__What you will do__
Copy the abstract on continuous powder mixing from "² Worldwide Research" up to and including "is powder mixing.", substituting "discontinuous" for "batch".

__Passage__
(557a) Continuous Mixing Technology: Process Design with Discrete Element Method (DEM) Simulations

Continuous Mixing Technology: Process
Design with Discrete Element Method (DEM) Simulations

Peter Toson¹, Eva Siegmann¹,
Martina Trogrlic¹, Dalibor Jajcevic¹, Johannes Khinast¹

&

Pankaj Doshi², Daniel Blackwood²,
Mary T. am Ende²

¹ Research Center Pharmaceutical
Engineering, Inffeldgasse 13, 8010 Graz, Austria

² Worldwide Research and Development,
Pfizer Inc. Groton CT, USA

Keywords:
Pharmaceutical Manufacturing; Mixing; Process Design & Development

The
pharmaceutical industry is currently transforming from batch to continuous
production processes. Advantages of continuous manufacturing include better
control of process parameters and product quality as well as lower down-times
compared to batch processing. One of the unit operations in a continuous
process is powder mixing.

__Available data__
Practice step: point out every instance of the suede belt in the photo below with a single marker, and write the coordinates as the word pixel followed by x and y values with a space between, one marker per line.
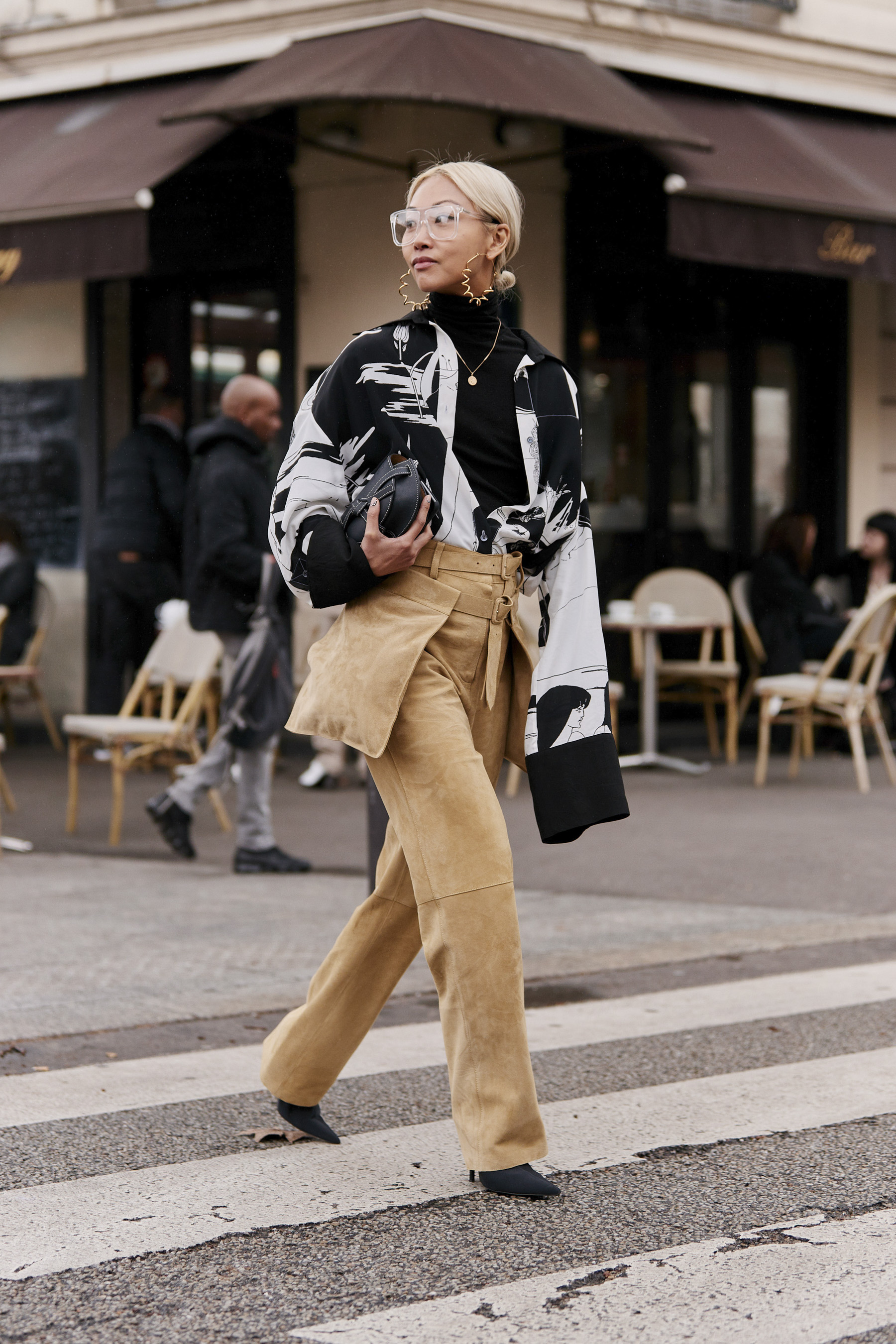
pixel 437 557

__Response to this exercise__
² Worldwide Research and Development,
Pfizer Inc. Groton CT, USA

Keywords:
Pharmaceutical Manufacturing; Mixing; Process Design & Development

The
pharmaceutical industry is currently transforming from discontinuous to continuous
production processes. Advantages of continuous manufacturing include better
control of process parameters and product quality as well as lower down-times
compared to discontinuous processing. One of the unit operations in a continuous
process is powder mixing.